Records from a dataset
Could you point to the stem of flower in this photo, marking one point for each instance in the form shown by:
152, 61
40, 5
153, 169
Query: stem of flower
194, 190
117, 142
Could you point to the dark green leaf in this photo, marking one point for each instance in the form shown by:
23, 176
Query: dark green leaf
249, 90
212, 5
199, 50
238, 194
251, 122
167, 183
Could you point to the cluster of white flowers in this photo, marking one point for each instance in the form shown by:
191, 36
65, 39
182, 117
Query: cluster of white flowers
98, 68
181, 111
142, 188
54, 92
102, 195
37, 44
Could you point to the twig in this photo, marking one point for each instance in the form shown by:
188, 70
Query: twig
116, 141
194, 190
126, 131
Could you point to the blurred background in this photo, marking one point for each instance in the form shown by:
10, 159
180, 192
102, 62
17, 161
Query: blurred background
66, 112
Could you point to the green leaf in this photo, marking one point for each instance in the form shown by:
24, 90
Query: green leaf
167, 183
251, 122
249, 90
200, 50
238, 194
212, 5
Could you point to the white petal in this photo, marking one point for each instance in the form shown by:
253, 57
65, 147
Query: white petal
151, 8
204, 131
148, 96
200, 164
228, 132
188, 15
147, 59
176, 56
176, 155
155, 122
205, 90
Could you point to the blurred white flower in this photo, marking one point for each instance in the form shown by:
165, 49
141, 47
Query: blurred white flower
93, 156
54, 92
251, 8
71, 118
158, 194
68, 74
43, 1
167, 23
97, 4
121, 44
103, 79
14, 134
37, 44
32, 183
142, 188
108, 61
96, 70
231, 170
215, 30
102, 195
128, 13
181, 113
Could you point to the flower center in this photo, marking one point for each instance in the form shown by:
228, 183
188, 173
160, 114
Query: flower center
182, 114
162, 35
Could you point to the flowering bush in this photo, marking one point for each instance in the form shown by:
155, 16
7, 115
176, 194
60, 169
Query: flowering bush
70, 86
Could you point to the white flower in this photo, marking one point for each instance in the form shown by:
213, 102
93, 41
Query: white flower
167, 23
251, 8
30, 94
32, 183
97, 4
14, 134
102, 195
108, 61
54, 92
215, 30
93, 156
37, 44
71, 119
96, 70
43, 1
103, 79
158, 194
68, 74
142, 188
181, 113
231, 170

#### WORK TO DO:
Your output consists solely of the lines from the one with "Could you point to the flower center" through the last line, copied exactly.

#### THE RESPONSE:
Could you point to the flower center in this photo, marking one point for each instance in the form shown by:
228, 183
188, 173
160, 114
Query: flower center
182, 114
162, 35
Could you point to the flowering bush in this photo, marking one point for each instance in the form shown by:
155, 16
7, 115
176, 194
60, 169
Query: flowering bush
70, 86
Could you point to the white flower in this photo, marking one point for each instance in the form shown by:
213, 102
93, 41
Query: white flower
167, 23
251, 8
30, 94
32, 183
97, 4
14, 134
102, 195
108, 61
54, 92
215, 30
93, 156
37, 44
71, 119
96, 70
43, 1
103, 79
158, 194
68, 74
142, 188
181, 113
231, 170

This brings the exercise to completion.